- [DATASET]:
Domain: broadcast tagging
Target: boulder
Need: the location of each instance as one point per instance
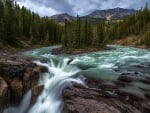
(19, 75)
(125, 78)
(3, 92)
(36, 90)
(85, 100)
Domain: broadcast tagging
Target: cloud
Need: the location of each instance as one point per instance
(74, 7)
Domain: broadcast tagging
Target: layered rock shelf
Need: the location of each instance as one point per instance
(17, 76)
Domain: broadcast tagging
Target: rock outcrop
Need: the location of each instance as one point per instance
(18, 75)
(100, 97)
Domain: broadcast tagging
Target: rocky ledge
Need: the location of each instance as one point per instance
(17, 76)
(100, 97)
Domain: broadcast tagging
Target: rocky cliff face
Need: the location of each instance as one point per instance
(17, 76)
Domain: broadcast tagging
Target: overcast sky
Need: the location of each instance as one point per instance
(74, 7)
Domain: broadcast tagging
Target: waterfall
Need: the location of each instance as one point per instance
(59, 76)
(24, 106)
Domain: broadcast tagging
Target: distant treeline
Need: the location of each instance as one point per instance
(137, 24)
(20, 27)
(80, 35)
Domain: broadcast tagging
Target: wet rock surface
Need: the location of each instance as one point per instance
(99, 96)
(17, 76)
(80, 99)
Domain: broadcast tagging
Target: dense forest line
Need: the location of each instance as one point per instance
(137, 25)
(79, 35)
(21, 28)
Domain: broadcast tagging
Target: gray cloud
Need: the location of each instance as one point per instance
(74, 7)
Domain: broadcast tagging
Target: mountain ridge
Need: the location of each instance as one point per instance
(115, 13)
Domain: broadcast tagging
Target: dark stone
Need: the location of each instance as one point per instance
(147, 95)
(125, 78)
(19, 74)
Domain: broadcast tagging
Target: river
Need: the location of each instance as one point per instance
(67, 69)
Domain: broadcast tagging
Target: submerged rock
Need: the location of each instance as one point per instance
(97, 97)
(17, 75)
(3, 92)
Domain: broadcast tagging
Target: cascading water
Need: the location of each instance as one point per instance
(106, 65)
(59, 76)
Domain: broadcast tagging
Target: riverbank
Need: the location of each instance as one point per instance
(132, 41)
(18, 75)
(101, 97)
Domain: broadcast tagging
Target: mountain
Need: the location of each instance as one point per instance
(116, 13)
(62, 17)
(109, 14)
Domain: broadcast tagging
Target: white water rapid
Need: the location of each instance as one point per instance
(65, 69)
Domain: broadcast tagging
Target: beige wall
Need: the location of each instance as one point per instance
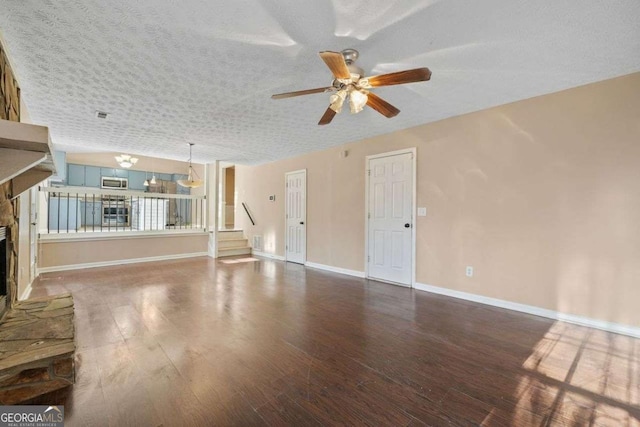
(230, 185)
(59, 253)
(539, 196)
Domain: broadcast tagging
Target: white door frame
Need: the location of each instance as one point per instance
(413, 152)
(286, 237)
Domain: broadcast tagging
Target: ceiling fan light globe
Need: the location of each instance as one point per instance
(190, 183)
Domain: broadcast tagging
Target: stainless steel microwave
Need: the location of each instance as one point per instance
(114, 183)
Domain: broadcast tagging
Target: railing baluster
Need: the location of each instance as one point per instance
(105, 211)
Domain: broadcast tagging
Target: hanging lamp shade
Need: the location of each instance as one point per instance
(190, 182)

==

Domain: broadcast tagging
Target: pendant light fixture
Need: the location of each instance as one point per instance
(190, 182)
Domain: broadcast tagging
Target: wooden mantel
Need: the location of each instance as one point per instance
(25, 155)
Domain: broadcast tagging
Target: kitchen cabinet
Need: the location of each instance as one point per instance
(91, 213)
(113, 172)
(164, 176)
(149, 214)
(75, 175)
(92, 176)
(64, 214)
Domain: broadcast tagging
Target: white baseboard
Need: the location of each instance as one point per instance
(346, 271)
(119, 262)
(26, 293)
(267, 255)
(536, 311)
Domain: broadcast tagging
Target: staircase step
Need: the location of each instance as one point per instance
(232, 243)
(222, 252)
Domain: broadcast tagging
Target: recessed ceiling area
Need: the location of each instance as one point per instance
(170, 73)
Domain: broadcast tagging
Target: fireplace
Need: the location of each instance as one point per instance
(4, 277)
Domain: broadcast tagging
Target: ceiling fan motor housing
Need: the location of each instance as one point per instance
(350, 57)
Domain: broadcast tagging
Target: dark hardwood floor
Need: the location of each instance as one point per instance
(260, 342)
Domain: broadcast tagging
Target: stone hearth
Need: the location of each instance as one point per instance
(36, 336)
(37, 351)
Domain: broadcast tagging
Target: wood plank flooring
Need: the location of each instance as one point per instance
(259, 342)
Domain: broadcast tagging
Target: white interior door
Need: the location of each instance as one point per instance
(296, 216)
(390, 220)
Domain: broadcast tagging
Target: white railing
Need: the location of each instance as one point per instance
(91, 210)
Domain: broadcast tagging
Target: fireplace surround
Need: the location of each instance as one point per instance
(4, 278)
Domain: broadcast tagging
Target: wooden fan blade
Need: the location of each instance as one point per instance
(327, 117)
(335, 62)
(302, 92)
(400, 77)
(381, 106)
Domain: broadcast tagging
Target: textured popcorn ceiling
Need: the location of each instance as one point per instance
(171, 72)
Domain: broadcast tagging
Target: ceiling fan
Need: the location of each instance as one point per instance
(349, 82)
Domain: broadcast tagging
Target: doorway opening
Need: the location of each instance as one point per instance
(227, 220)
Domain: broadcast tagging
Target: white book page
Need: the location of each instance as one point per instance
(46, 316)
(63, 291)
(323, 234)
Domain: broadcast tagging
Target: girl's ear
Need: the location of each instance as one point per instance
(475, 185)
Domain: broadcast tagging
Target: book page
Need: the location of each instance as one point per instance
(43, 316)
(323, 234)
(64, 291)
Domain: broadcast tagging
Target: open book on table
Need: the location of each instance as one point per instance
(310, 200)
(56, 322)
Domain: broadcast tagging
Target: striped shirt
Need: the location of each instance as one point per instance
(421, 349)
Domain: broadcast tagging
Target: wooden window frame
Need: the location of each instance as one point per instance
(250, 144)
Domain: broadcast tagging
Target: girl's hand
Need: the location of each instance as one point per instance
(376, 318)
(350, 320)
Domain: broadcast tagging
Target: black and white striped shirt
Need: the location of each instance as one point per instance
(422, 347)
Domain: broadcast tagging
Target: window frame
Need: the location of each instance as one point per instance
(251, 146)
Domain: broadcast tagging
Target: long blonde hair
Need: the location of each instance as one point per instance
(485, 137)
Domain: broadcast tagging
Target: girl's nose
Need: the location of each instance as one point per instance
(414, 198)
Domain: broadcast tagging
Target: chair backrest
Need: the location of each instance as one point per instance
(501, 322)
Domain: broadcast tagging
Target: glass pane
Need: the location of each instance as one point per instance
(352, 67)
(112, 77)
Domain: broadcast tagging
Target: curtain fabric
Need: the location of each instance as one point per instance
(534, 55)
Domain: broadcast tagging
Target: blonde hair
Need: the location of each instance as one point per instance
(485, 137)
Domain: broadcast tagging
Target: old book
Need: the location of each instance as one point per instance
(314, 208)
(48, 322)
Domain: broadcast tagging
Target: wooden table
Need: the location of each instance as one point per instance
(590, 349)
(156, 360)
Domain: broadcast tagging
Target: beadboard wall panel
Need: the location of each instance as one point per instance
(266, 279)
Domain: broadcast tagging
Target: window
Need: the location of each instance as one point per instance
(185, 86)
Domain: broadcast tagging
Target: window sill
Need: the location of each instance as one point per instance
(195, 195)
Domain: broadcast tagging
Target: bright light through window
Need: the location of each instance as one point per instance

- [JOB]: How many lines in the entries contain the string "wooden", counting only matches with the same case? Tally them and reply with the number alone.

- [FINAL RESULT]: 4